(Data records)
──────────

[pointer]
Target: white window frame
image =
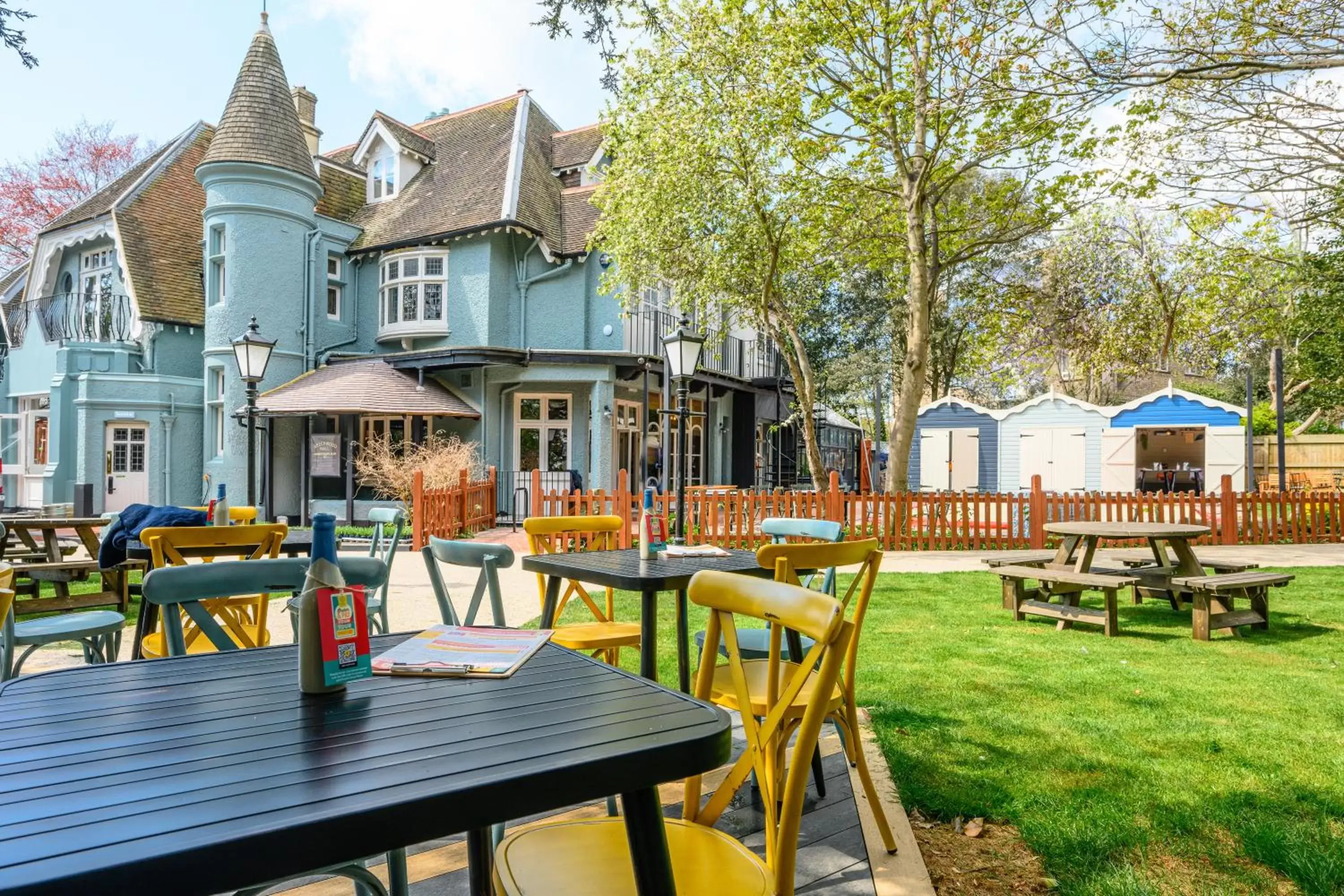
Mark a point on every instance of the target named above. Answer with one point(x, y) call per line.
point(335, 287)
point(543, 426)
point(392, 292)
point(215, 402)
point(217, 245)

──────────

→ Problem details: Return every line of the material above word for word, but leave out the pictures.

→ Solution to this task:
[pointer]
Target: white window frame
image =
Mark a point on every instance of the target named above. Answer with one point(x, y) call per line.
point(335, 287)
point(543, 426)
point(392, 292)
point(215, 402)
point(217, 245)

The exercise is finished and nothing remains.